EXERCISE DIRECTIONS:
Reproduce every line between the one containing "The component shall return one point per instance of the curb" and the end of the data, inclusive, with the instructions included. Scale each answer coordinate by 1.05 and round it to a whole number, rounding halves up, but leave the sample coordinates in the instructions unchanged.

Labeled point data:

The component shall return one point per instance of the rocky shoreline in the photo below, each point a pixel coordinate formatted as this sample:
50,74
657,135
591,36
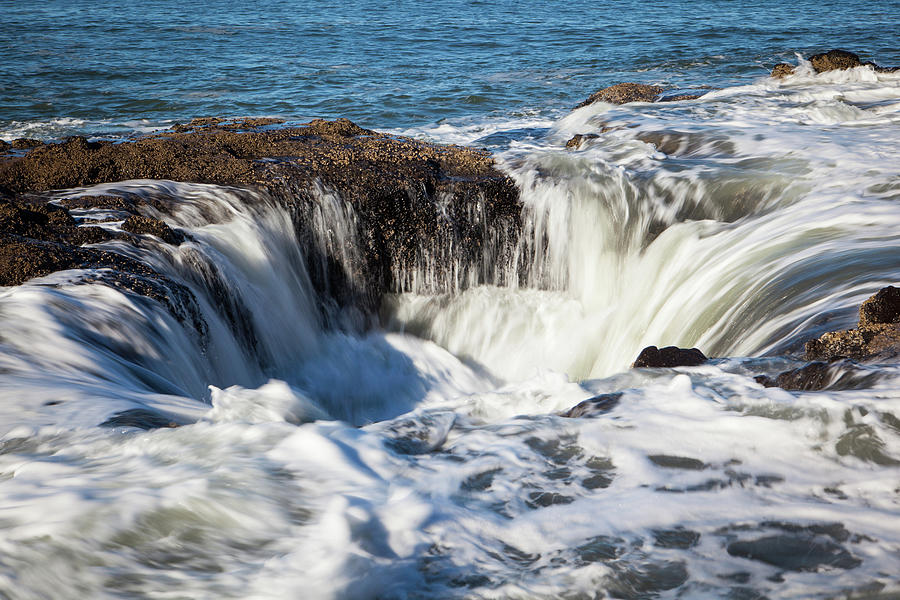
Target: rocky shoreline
407,196
412,199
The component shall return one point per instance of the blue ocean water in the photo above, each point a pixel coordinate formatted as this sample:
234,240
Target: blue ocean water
429,457
98,66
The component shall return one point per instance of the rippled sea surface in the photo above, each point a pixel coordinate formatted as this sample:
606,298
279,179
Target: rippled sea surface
145,456
104,66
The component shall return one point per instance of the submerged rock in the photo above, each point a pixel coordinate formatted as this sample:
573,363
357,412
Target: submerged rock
876,336
623,93
833,60
670,356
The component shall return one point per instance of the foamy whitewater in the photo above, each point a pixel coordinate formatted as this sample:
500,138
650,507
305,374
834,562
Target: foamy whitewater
426,459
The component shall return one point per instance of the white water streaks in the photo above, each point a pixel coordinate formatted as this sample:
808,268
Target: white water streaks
733,222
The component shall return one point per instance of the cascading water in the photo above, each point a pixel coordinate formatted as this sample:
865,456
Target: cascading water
426,458
721,223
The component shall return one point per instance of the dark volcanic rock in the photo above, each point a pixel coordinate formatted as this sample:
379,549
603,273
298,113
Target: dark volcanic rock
622,93
876,337
410,201
834,60
670,356
782,70
795,552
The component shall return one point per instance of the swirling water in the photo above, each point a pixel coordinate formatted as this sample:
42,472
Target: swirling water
426,458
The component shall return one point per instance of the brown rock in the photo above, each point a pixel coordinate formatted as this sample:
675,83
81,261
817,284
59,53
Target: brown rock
876,337
882,308
679,97
834,60
622,93
392,185
670,356
25,143
782,70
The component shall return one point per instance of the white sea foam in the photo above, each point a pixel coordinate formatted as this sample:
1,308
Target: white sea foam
429,460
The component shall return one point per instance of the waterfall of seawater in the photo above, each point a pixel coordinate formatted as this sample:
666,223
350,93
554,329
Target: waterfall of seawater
316,457
724,224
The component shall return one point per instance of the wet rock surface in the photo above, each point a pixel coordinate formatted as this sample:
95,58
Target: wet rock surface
670,356
833,60
876,336
623,93
407,196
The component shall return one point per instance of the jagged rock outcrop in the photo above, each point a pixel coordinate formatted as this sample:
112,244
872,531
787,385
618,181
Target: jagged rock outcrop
670,356
408,197
623,93
833,60
876,336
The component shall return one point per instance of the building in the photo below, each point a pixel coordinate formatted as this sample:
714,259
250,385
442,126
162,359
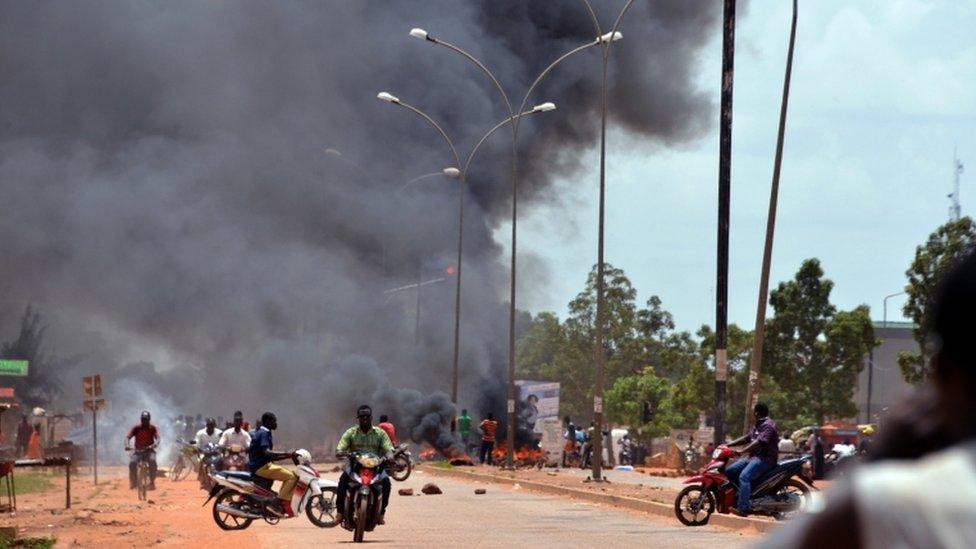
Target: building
881,372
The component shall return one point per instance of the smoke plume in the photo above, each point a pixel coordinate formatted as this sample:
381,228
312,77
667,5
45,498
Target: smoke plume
165,195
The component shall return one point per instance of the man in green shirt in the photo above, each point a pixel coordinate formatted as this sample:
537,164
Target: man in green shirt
464,427
362,439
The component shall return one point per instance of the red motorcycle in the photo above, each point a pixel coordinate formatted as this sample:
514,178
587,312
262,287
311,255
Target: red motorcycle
775,493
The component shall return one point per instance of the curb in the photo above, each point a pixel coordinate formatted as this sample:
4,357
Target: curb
634,504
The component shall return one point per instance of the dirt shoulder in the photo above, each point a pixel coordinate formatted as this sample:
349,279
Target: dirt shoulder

ANSWER TO THIS EXERCISE:
The component shall return one point per instance of the curb in the photo above, each point a pixel coordinate formatted as this sample:
4,357
Target: curb
666,529
The component shall return one point per instance of the dirt shoulder in the photo above, each point a pixel coordinate formatted as this sample:
349,279
Target: dirt shoulder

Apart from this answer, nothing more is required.